Exercise input —

=== Section Start ===

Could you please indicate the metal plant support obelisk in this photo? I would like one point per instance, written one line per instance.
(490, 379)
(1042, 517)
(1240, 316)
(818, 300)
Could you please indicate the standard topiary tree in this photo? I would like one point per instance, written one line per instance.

=== Section End ===

Prompt — After reading the listing above, print each line back exactly.

Answer to this problem —
Could you please indicate the metal plant support obelisk in this photo? I would like one point per instance, written one line per instance.
(490, 379)
(1042, 517)
(1240, 316)
(818, 300)
Could you please indicate the standard topiary tree in this photo? I would like one point per instance, written one line per instance.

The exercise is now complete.